Evaluate the limit as x approaches 0 of (√(x+1) - √(2x+1)) / (√(3x+4) - √(2x+4)).

Steps to Solve

1. Check for Indeterminate Form

First, plug in $x=0$ into the expression to see if we get an indeterminate form:

$$ \frac{\sqrt{0+1} - \sqrt{2(0)+1}}{\sqrt{3(0)+4} - \sqrt{2(0)+4}} = \frac{\sqrt{1} - \sqrt{1}}{\sqrt{4} - \sqrt{4}} = \frac{1-1}{2-2} = \frac{0}{0} $$

Since we have the indeterminate form $\frac{0}{0}$, we can use algebraic manipulation to simplify the expression.

2. Rationalize the Numerator and Denominator

Multiply the numerator and denominator by their respective conjugates:

$$ \lim_{x \to 0} \frac{\sqrt{x+1} - \sqrt{2x+1}}{\sqrt{3x+4} - \sqrt{2x+4}} \cdot \frac{\sqrt{x+1} + \sqrt{2x+1}}{\sqrt{x+1} + \sqrt{2x+1}} \cdot \frac{\sqrt{3x+4} + \sqrt{2x+4}}{\sqrt{3x+4} + \sqrt{2x+4}} $$

3. Simplify the Expression

Simplify the numerator: $(\sqrt{x+1} - \sqrt{2x+1})(\sqrt{x+1} + \sqrt{2x+1}) = (x+1) - (2x+1) = -x$. Simplify the denominator: $(\sqrt{3x+4} - \sqrt{2x+4})(\sqrt{3x+4} + \sqrt{2x+4}) = (3x+4) - (2x+4) = x$.

## Record extracts
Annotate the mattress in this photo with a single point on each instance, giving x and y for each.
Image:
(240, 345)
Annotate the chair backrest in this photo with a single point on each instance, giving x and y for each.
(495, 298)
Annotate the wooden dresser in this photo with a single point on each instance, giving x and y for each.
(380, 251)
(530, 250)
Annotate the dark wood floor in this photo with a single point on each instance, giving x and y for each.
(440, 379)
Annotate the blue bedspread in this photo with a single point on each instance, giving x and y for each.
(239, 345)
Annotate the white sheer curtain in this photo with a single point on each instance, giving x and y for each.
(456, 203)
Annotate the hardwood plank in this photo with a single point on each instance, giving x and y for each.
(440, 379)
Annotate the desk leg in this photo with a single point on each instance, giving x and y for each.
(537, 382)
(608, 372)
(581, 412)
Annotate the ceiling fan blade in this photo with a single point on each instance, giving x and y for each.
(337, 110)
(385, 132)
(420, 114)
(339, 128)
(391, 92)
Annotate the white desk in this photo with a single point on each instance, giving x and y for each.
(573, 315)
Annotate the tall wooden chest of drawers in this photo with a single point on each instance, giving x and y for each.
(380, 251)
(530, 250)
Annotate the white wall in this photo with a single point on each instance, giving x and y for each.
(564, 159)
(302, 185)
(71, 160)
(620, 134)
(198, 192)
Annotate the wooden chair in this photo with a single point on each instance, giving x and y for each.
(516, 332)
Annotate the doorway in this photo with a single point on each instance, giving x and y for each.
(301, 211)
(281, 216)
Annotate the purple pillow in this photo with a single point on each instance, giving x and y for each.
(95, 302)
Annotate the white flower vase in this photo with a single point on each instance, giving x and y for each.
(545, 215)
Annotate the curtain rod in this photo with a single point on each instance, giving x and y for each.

## Stated exercise
What are the titles of the numbered steps in the limit solution above?

## Correct output
1. Check for Indeterminate Form
2. Rationalize the Numerator and Denominator
3. Simplify the Expression